- SHORT PROBLEM 1: Express the listing as a JSON list of strings, one string per line and blank lines omitted, running from its first line through the line that contains "107 L 4 109".

- DOCUMENT:
--- --- ---
On July 30 Confederate forces under General John McCausland approached the defenseless town of Chambersburg, Pennsylvania. In retaliation for General David Hunter’s tactics in the Shenandoah Valley, McCausland (under Early’s orders) imposed an impossible demand on the citizens of Chambersburg: come up with a cash payout of $500,000 specie in compensation for Hunter’s destruction of VMI and the governor’s mansion, or see their town burned to the ground. Unable to raise the money, and disbelieving the threat as too callous even for men at war, the citizens waited. A reluctant McCausland, on orders from Early, then put the inner city to the torch, leaving only the home of a respected veteran and the Masonic Temple standing. Before the fires subsided, 278 houses, factories, and businesses lay in rubble.
Though later uneasy with his actions, McCausland claimed the work as “fair retaliation” for Hunter’s destruction of VMI (his alma mater). An outraged President Lincoln—who had no qualms about destroying Confederate property—ordered Grant to move on Early, which he did by sending his most trusted general, Philip Sheridan, into the valley with orders to “follow Early to the death.”
As the generals held sway in their relentless grip, the conflict rapidly degenerated into a war of raids on civilian properties in both the North and the South. Years later, Early remained unrepentant. The act was “just” because “retaliation” was part of the “laws of war.” Writing in 1887, Early recalled that it “afforded me no pleasure to subject non-combatants to the rigors of war, but I felt that I had a duty to perform to the people for whose homes I was fighting and I endeavored to perform it, however disagreeable it might be.”
2
Based on this form of just-war theory, fully articulated as well in the North, the way was clear for Southern citizens to celebrate the destruction as just and estimable. In an editorial from the
Charleston Courier,
reprinted by an equally vengeful
New York Times,
the writer asserted: “If our Government is unable to protect their property and the persons of those most dear to them, it should permit them and their comrades to strike avengeful blows, to burn, devastate and destroy.”
--- --- ---
A run of listing:
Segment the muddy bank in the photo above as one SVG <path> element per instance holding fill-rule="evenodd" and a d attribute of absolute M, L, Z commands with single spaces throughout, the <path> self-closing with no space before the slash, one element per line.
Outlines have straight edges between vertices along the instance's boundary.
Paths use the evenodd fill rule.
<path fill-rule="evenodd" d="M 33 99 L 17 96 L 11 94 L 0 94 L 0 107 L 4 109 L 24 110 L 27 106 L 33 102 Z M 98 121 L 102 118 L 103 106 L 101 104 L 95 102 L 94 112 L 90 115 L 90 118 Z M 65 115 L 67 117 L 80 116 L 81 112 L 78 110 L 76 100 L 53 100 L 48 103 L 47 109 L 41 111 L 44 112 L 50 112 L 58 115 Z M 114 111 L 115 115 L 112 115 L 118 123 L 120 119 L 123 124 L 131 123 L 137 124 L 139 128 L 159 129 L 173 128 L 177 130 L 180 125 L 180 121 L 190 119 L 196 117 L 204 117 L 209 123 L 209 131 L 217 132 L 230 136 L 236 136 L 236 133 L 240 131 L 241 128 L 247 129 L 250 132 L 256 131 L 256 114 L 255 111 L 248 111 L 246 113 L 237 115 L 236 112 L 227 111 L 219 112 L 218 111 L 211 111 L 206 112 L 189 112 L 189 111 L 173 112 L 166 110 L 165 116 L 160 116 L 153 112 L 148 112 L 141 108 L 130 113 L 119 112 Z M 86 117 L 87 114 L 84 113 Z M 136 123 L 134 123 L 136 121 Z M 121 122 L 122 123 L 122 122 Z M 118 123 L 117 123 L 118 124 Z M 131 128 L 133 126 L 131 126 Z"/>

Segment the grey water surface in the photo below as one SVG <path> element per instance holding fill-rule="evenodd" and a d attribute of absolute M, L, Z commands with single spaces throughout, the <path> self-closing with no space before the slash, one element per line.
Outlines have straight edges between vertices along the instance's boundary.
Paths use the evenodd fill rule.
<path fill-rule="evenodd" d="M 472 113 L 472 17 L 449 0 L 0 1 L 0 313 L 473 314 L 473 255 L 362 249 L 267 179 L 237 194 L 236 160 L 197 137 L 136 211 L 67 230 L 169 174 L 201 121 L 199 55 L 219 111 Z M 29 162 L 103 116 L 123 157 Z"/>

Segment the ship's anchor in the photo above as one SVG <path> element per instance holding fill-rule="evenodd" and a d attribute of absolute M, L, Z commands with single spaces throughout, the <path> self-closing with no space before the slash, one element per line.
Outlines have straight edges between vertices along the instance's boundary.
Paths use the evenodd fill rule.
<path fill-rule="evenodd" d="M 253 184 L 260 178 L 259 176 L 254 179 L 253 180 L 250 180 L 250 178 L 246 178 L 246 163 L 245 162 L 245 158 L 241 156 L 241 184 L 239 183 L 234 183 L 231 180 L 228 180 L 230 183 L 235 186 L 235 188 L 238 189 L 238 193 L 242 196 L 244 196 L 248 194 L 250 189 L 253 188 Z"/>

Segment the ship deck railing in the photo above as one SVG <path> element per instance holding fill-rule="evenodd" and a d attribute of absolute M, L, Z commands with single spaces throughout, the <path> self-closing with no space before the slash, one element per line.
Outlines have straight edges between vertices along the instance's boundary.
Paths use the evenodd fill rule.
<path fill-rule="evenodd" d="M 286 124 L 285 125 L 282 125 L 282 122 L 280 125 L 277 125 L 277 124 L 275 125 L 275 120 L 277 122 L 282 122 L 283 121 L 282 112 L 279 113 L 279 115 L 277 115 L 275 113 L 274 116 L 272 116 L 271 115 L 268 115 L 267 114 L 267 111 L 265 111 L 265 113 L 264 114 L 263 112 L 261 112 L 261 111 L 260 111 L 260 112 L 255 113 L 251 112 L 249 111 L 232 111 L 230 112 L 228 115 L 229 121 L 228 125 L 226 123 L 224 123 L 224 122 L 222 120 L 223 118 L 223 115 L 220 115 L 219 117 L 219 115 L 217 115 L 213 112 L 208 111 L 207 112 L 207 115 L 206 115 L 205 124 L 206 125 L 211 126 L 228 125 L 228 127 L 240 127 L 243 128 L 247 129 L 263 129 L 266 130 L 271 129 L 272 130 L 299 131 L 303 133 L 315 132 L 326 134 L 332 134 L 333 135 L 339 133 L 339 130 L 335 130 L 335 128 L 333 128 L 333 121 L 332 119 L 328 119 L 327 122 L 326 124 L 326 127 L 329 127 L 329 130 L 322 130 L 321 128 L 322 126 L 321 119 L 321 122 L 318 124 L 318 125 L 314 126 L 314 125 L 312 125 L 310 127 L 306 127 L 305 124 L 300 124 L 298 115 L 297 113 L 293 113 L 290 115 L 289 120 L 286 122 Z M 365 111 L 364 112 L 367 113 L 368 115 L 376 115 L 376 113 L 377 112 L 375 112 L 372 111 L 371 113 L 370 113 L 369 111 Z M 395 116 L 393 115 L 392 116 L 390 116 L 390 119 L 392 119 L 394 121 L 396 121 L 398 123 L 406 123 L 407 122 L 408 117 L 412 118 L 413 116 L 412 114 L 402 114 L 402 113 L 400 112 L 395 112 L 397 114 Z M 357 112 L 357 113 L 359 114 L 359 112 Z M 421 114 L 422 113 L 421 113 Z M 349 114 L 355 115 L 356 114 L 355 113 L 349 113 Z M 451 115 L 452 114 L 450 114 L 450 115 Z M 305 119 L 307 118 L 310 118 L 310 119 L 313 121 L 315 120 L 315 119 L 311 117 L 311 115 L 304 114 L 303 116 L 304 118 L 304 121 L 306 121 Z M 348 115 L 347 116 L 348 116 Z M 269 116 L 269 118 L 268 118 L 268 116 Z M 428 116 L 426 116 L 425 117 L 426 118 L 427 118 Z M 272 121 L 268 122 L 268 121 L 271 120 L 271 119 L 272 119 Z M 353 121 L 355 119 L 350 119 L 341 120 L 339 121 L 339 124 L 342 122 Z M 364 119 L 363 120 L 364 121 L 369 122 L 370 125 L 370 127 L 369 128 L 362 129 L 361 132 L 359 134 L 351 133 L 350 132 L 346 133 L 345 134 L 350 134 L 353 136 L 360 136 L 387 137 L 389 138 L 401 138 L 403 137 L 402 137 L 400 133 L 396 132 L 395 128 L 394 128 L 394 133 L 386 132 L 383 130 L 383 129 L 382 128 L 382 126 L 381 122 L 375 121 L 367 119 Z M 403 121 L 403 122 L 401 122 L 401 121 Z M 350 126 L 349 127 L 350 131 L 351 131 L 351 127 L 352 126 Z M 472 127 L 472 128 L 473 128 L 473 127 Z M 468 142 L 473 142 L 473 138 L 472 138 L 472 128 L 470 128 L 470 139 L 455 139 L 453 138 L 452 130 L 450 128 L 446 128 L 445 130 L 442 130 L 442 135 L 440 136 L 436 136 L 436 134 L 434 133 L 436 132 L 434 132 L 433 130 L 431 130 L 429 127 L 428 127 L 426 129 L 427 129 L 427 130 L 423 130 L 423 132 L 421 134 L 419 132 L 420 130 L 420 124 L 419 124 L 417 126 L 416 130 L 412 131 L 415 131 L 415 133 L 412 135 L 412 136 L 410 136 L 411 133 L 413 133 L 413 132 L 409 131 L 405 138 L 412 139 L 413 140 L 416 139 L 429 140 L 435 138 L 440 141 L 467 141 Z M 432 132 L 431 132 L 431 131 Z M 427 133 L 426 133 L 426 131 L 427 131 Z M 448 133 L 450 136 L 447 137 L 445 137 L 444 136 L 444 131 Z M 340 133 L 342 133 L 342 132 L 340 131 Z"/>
--- --- ---
- SHORT PROBLEM 2: In the text on the burning of Chambersburg, which buildings in the inner city were left standing?

- EXPECTED OUTPUT 1:
[
  "Segment the muddy bank in the photo above as one SVG <path> element per instance holding fill-rule=\"evenodd\" and a d attribute of absolute M, L, Z commands with single spaces throughout, the <path> self-closing with no space before the slash, one element per line.",
  "Outlines have straight edges between vertices along the instance's boundary.",
  "Paths use the evenodd fill rule.",
  "<path fill-rule=\"evenodd\" d=\"M 33 99 L 17 96 L 11 94 L 0 94 L 0 107 L 4 109 L 24 110 L 27 106 L 33 102 Z M 98 121 L 102 118 L 103 106 L 101 104 L 95 102 L 94 112 L 90 115 L 90 118 Z M 65 115 L 67 117 L 80 116 L 81 112 L 78 110 L 76 100 L 53 100 L 48 103 L 47 109 L 41 111 L 44 112 L 50 112 L 58 115 Z M 114 111 L 115 115 L 112 115 L 118 123 L 120 119 L 123 124 L 131 123 L 137 124 L 139 128 L 159 129 L 173 128 L 177 130 L 180 125 L 180 121 L 190 119 L 196 117 L 204 117 L 209 123 L 209 131 L 217 132 L 230 136 L 236 136 L 236 133 L 240 131 L 241 128 L 247 129 L 250 132 L 256 131 L 256 114 L 255 111 L 248 111 L 246 113 L 237 115 L 236 112 L 227 111 L 219 112 L 218 111 L 211 111 L 206 112 L 189 112 L 189 111 L 173 112 L 166 110 L 165 116 L 160 116 L 153 112 L 148 112 L 141 108 L 130 113 L 119 112 Z M 86 117 L 87 114 L 84 113 Z M 136 123 L 134 123 L 136 121 Z M 121 122 L 122 123 L 122 122 Z M 118 123 L 117 123 L 118 124 Z M 131 128 L 133 126 L 131 126 Z\"/>"
]

- EXPECTED OUTPUT 2: The home of a respected veteran and the Masonic Temple.